===== Data extract =====

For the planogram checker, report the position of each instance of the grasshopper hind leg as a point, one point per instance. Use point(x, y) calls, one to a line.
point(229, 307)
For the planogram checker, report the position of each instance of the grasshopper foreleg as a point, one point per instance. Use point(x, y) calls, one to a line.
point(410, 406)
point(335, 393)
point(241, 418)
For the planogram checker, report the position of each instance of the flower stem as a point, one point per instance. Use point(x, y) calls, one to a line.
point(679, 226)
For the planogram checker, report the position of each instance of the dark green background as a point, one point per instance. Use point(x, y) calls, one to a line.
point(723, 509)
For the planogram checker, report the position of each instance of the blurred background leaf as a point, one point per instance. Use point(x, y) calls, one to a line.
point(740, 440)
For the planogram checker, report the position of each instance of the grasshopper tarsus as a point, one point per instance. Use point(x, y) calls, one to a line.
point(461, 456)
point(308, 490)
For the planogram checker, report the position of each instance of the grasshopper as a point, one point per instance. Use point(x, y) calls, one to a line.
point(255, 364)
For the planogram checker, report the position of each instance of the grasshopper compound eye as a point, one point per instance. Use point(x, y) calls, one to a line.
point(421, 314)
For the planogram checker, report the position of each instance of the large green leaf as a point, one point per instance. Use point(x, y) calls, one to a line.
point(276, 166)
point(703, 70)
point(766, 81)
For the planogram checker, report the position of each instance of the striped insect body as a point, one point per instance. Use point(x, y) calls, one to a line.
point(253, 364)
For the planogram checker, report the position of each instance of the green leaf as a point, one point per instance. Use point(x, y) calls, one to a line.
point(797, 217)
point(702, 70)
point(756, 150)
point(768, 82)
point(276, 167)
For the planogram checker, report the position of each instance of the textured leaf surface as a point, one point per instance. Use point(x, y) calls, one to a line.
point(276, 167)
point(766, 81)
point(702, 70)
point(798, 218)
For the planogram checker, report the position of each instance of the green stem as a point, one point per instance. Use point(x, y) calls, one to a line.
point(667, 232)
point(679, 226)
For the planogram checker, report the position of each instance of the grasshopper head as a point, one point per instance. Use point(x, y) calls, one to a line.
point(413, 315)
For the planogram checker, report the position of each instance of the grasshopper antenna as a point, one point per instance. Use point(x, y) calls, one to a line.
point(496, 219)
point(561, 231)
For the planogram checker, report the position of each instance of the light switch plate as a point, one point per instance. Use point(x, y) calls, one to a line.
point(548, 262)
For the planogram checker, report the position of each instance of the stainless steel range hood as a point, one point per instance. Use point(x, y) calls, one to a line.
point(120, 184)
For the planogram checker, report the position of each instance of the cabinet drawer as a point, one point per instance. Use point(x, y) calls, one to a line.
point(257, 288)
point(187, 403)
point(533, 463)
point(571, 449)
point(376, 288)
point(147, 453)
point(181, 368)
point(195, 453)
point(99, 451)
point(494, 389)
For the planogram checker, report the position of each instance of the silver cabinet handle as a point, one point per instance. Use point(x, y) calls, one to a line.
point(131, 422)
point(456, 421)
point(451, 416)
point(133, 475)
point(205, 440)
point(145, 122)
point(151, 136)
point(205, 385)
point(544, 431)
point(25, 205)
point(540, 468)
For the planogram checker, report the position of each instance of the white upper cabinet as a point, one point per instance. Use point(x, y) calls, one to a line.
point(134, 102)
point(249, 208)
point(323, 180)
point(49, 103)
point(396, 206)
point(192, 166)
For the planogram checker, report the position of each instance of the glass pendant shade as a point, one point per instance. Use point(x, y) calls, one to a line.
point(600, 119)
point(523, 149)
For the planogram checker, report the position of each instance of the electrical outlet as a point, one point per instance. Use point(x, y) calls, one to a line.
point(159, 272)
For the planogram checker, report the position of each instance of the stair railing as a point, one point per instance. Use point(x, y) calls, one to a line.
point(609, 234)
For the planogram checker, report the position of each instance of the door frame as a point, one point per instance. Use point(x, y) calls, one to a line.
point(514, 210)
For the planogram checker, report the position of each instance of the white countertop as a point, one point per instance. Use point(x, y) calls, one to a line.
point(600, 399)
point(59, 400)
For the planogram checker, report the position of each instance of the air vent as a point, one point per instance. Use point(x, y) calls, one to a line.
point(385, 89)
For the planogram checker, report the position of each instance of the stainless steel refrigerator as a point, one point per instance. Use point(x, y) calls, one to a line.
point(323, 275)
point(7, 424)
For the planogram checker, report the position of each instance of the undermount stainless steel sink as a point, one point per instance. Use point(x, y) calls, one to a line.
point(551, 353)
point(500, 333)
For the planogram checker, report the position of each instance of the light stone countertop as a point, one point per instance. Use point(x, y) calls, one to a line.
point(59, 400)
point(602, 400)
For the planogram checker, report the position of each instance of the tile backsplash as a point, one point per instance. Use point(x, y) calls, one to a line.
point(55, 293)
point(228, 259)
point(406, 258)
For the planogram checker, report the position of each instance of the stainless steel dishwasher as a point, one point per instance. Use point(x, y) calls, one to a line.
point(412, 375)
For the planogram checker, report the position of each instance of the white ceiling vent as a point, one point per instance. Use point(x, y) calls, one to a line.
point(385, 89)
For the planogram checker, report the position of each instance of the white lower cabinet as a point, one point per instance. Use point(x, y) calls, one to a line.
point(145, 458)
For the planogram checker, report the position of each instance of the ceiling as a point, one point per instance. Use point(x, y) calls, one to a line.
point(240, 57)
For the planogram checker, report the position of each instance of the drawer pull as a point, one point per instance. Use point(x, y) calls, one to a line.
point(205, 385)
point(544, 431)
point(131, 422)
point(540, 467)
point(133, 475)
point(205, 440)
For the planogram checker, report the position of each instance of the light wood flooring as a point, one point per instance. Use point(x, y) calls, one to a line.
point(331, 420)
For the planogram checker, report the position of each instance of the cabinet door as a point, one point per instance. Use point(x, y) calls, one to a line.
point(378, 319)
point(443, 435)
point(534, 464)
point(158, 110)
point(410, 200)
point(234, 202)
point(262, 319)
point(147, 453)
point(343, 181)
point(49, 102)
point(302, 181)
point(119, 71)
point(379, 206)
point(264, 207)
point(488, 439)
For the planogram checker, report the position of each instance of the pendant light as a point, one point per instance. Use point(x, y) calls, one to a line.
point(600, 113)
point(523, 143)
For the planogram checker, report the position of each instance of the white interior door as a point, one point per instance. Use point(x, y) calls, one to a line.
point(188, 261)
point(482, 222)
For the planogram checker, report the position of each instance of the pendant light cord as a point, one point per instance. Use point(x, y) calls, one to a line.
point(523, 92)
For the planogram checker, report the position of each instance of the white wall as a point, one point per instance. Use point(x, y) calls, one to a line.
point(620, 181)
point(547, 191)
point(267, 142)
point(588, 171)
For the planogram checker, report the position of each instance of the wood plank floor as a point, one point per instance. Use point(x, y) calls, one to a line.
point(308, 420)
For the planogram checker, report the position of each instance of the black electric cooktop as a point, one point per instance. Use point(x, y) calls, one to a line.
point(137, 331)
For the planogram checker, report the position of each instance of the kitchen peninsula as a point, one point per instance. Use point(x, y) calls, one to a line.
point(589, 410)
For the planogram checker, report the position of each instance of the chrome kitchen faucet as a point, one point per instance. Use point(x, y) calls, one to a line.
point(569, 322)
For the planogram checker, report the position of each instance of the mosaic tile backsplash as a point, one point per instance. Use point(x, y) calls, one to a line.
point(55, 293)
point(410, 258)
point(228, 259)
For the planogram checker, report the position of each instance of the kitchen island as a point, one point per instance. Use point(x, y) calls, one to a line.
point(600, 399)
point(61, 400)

=====

*Work item*: The response has to match the data exactly, line for line.

*Written answer*:
For the planogram checker, report the position of each instance of the grasshopper hind leg as a point, one point per instance. Use point(x, y) calls, one to a line.
point(229, 307)
For the planogram checker, report the position of each instance of the grasshopper foreleg as a point, one point per instance. Use point(x, y) calls, one to a line.
point(410, 406)
point(335, 393)
point(241, 418)
For the planogram checker, report the position of each instance of the flower stem as a point, one point per instance. Use point(x, y) calls, one to a line.
point(679, 226)
For the planogram checker, report the position of each instance of the dark green background as a point, one point per instance. Use point(x, y) calls, one to a line.
point(723, 509)
For the planogram checker, report the position of each instance of the blurred background leaf as a point, one point per instance. Use point(x, y) calls, one to a line.
point(740, 440)
For the planogram checker, report the position of each instance of the grasshopper tarsus as a point, one point per instance. Use point(x, y) calls, one to a line.
point(461, 456)
point(308, 490)
For the planogram checker, report the position of each instance of the grasshopper as a point, one point per instance. Use point(x, y) calls, one to a line.
point(255, 364)
For the planogram checker, report the position of each instance of the grasshopper compound eye as a point, one point per instance. Use point(x, y) calls, one to a line.
point(421, 314)
For the planogram checker, report the position of each instance of the large green leaf as a point, one point per instance. Use point(x, y) calls, one to a line.
point(276, 166)
point(703, 70)
point(766, 81)
For the planogram checker, report the position of each instance of the striped insect body as a point, one point per instance. Use point(x, y) calls, one to a line.
point(253, 364)
For the planogram checker, report the position of each instance of the green leaf as a point, one point per instance. Use point(x, y) calls, one to a line.
point(797, 217)
point(702, 70)
point(756, 150)
point(768, 82)
point(276, 167)
For the planogram checker, report the position of each instance of the textured leaf surface as a point, one point per instance. Use point(x, y) calls, one to a line.
point(276, 167)
point(766, 81)
point(702, 70)
point(798, 218)
For the planogram checker, report the position of each instance of the green stem as a point, one point per instance. Use point(x, y) calls, one to a line.
point(667, 232)
point(679, 226)
For the planogram checker, report the position of each instance of the grasshopper head as a point, one point per instance. Use point(x, y) calls, one to a line.
point(413, 315)
For the planogram checker, report the position of each instance of the grasshopper antenna as a point, one point per instance. Use point(x, y) calls, one to a line.
point(496, 219)
point(561, 231)
For the planogram checker, report the position of each instance of the light switch plate as a point, one point per instance. Use point(x, y) calls, one to a line.
point(548, 262)
For the planogram checker, report the position of each instance of the stainless steel range hood as a point, one point per instance. Use point(x, y) calls, one to a line.
point(120, 184)
For the planogram checker, report the position of each instance of the cabinet drawer as a point, one point per instance. Use point(x, y) calls, one to a line.
point(257, 288)
point(187, 403)
point(533, 463)
point(571, 449)
point(376, 288)
point(147, 453)
point(181, 368)
point(195, 453)
point(99, 451)
point(494, 389)
For the planogram checker, report the position of each instance of the silver cabinet handle as a point, one point per instance. Use point(x, y) calls, one to a line.
point(131, 422)
point(456, 421)
point(451, 416)
point(133, 475)
point(205, 440)
point(145, 122)
point(151, 136)
point(205, 385)
point(544, 431)
point(25, 205)
point(540, 468)
For the planogram checker, report the position of each instance of the white upper cabinet as a point, one point per instance. Use point(x, y) calls, one to a line.
point(134, 102)
point(249, 208)
point(323, 180)
point(49, 103)
point(396, 206)
point(192, 166)
For the planogram checker, report the position of each instance of the glass pendant shade as a point, one point per instance. Use point(x, y) calls, one to a line.
point(600, 119)
point(523, 149)
For the planogram checker, report the position of each instance of the electrical outlet as a point, one point per instance. Use point(x, y) calls, one to a line.
point(159, 272)
For the planogram checker, report the position of each instance of the stair railing as a point, one point per instance. Use point(x, y) calls, one to a line.
point(609, 234)
For the planogram checker, report the position of each instance of the door frame as a point, one point per instance. Use point(x, y) calls, one to a line.
point(514, 210)
For the planogram checker, report the position of each instance of the white countertop as a point, one point per instance. Use point(x, y) calls, one to a line.
point(600, 399)
point(59, 400)
For the planogram checker, report the position of each instance of the air vent as a point, one point per instance. Use point(x, y) calls, one to a line.
point(385, 89)
For the planogram checker, report the position of each instance of the stainless steel refrigerator as a point, one point per instance. Use point(x, y) calls, one to a line.
point(323, 275)
point(7, 424)
For the planogram checker, report the position of each instance of the undermount stainless steel sink as a point, one point per instance. Use point(x, y) calls, one to a line.
point(551, 353)
point(500, 333)
For the planogram checker, report the position of each instance of the light stone countertop as a point, one point per instance. Use point(x, y) calls, one to a line.
point(59, 400)
point(602, 400)
For the planogram checker, report the position of each instance of the tile backsplash as a point, one point per instance. Use point(x, y) calls, one to a line.
point(55, 293)
point(228, 259)
point(406, 258)
For the planogram checker, report the position of each instance of the stainless steel dishwasher as a point, one point per instance. Use point(x, y) calls, one to a line.
point(412, 375)
For the planogram checker, report the position of each instance of the white ceiling vent as a point, one point per instance. Use point(x, y) calls, one to a line.
point(385, 89)
For the planogram checker, report the position of each instance of the white lower cabinet as a point, one point per instance. Use point(x, y) calls, one to a line.
point(145, 458)
For the planogram checker, report the position of each instance of the ceiling as a point, one point per instance. Use point(x, y) calls, one to a line.
point(240, 57)
For the planogram checker, report the position of each instance of the drawer pull as a point, one point per instance. Use point(x, y) calls, one to a line.
point(205, 385)
point(544, 431)
point(131, 422)
point(540, 467)
point(133, 475)
point(205, 440)
For the planogram checker, report the position of each instance of the light wood flooring as a point, one point per instance. Use point(x, y) calls, one to a line.
point(331, 420)
For the planogram checker, report the position of each instance of the cabinet door as a point, one point per instance. Use point(x, y) calls, one to a line.
point(378, 319)
point(443, 435)
point(534, 464)
point(158, 110)
point(410, 200)
point(234, 202)
point(262, 319)
point(147, 453)
point(343, 181)
point(49, 102)
point(302, 181)
point(119, 71)
point(379, 206)
point(264, 207)
point(488, 439)
For the planogram checker, report the position of each instance of the pendant light as a point, one point per instance. Use point(x, y) calls, one to a line.
point(600, 113)
point(523, 143)
For the planogram checker, report the position of each instance of the white interior door as a point, one point per instance. Use point(x, y) calls, one to a line.
point(188, 261)
point(482, 222)
For the planogram checker, report the position of each instance of the pendant light cord as a point, one point per instance. Use point(x, y) calls, one to a line.
point(523, 92)
For the planogram checker, report the position of each instance of the white wall as a point, one point per instance. Use point(x, y) calls, one to a line.
point(620, 181)
point(547, 191)
point(267, 142)
point(588, 171)
For the planogram checker, report the position of each instance of the wood plank floor as a point, one point per instance. Use point(x, y) calls, one to a line.
point(308, 420)
For the planogram checker, report the position of each instance of the black electric cooktop as a point, one point per instance. Use point(x, y) calls, one to a line.
point(137, 331)
For the planogram checker, report the position of each instance of the kitchen peninsula as a point, one point per instance. Use point(x, y) calls, one to a line.
point(589, 410)
For the planogram checker, report the position of each instance of the chrome kitchen faucet as a point, one point per instance. Use point(x, y) calls, one to a line.
point(569, 322)
For the planogram checker, report the position of each instance of the mosaic tile backsplash as a point, one point per instance. Use point(x, y) calls, one to a line.
point(55, 293)
point(410, 258)
point(228, 259)
For the planogram checker, report the position of each instance of the kitchen island as a point, one point per instance. Use point(x, y) calls, one to a line.
point(600, 399)
point(61, 400)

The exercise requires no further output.